:: Working data ::
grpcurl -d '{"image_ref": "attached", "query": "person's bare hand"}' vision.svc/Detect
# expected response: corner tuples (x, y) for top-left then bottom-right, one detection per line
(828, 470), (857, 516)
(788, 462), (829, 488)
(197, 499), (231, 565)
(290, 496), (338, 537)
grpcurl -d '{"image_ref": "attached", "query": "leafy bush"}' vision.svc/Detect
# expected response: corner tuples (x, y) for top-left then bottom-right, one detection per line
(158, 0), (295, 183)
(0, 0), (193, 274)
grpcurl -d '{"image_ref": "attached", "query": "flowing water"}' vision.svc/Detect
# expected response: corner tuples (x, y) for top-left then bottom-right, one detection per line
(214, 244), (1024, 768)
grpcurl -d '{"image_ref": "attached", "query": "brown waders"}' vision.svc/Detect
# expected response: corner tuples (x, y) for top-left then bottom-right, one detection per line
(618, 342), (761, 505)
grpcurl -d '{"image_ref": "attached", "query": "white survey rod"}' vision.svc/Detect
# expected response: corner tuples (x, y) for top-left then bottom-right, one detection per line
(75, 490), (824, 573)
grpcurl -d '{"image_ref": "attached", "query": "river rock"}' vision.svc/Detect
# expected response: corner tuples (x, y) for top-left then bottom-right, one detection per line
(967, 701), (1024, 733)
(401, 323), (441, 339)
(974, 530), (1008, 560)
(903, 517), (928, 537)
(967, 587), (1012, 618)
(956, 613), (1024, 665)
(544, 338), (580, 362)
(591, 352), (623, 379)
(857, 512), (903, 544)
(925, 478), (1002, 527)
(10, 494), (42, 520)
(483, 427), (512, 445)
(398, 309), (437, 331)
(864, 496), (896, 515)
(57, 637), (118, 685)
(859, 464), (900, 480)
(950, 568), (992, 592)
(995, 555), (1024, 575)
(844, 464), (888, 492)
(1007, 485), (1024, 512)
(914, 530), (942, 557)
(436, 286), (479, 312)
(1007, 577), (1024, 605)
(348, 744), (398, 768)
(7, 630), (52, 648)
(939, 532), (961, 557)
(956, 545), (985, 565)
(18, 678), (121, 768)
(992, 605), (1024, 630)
:::
Return each line of the items above that contains the string "grpcurl", matching case exactly.

> _Task response_:
grpcurl -d '{"image_ref": "attached", "query": "person's bare hand"}' vision.svc/Detect
grpcurl -d '{"image_ref": "attached", "query": "leafy bush"}' vision.svc/Detect
grpcurl -d '{"image_ref": "attached", "query": "flowing water"}' vision.svc/Detect
grpcurl -d '{"image_ref": "attached", "query": "brown waders"}' vision.svc/Detect
grpcurl -d '{"image_ref": "attached", "query": "white survey rod"}' vision.svc/Detect
grpcurl -d '{"image_ref": "attached", "query": "river rock"}' vision.svc/Detect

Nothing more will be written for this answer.